***** EXTRAIT CHOISI *****
» Si je peux me regarder dans une glace, LE MONDE DU FOOT ME CONVIENT «
L’ancien gardien a mis un terme à sa carrière pour embrasser un job de dirigeant dans l’un de ses clubs de coeur.
Les stigmates de la tempête sont encore présents. Une des tribunes du stade de Malines n’a plus de toit. Quant à l’autre, des grues s’affairent pour la consolider. C’est là que Sport/Foot Magazine a rencontré Olivier Renard. Le nouvel assistant directeur sportif partage un petit bureau » en attendant le nouveau stade « .
Alors que tu as quitté Malines il y a six mois, tu y reviens dans la peau d’un assistant directeur sportif. Le club n’aurait-il pas pu te proposer ce poste il y a six mois ?
Vu comme cela, ça aurait pu être une solution. Mais à l’époque, je n’avais pas encore décidé d’arrêter ma carrière. Malines s’est rendu compte que je pouvais les aider à beaucoup de niveaux et comme je comptais quand même stopper en fin de saison, arrêter six mois plus tôt n’a pas constitué un gros problème.
Surtout que tu ne jouais pas…
Non mais j’étais arrivé à Charleroi en toute connaissance de cause. Je savais que je serais gardien numéro deux. J’étais content de retourner à Charleroi pour arrêter ma carrière dans le stade où tout avait commencé. Il y avait un côté symbolique.
***** DONNÉES *****
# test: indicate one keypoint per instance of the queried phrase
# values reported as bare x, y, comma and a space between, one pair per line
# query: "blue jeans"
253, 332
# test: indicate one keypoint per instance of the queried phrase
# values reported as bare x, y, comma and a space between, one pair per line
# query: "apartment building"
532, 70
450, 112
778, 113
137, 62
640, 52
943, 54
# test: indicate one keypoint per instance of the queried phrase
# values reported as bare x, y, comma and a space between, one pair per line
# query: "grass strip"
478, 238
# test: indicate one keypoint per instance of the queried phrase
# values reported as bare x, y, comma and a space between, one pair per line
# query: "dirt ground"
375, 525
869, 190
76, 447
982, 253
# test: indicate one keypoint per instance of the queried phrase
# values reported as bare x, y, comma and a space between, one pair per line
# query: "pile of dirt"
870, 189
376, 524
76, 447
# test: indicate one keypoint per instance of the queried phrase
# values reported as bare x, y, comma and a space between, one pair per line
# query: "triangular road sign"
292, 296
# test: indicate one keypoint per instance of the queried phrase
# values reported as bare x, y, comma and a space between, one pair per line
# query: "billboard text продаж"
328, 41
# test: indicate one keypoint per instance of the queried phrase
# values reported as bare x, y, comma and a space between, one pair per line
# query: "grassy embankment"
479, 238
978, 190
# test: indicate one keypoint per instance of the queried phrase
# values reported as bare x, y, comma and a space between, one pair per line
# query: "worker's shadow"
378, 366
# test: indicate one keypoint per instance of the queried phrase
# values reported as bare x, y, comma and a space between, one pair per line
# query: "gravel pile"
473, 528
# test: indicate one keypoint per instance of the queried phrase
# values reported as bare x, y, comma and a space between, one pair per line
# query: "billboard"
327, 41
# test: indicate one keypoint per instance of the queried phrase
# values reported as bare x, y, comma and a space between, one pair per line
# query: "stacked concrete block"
*****
TRAVAIL À FAIRE
A. D'après l'extrait, quel poste Olivier Renard occupe-t-il désormais à Malines ?
B. Relève tous les noms propres de l'extrait (personnes, villes ou clubs, publications), chacun une seule fois.
C. Reprends le passage de l'extrait qui commence aux mots « Alors que tu » et s'arrête après « un gros problème. ».
Ces enregistrements proviennent d'une autre source.

CORRIGÉ DÉTAILLÉ
A. Il y est assistant directeur sportif.

B. Malines, Sport/Foot Magazine, Olivier Renard, Charleroi

C.
Alors que tu as quitté Malines il y a six mois, tu y reviens dans la peau d’un assistant directeur sportif. Le club n’aurait-il pas pu te proposer ce poste il y a six mois ?
Vu comme cela, ça aurait pu être une solution. Mais à l’époque, je n’avais pas encore décidé d’arrêter ma carrière. Malines s’est rendu compte que je pouvais les aider à beaucoup de niveaux et comme je comptais quand même stopper en fin de saison, arrêter six mois plus tôt n’a pas constitué un gros problème.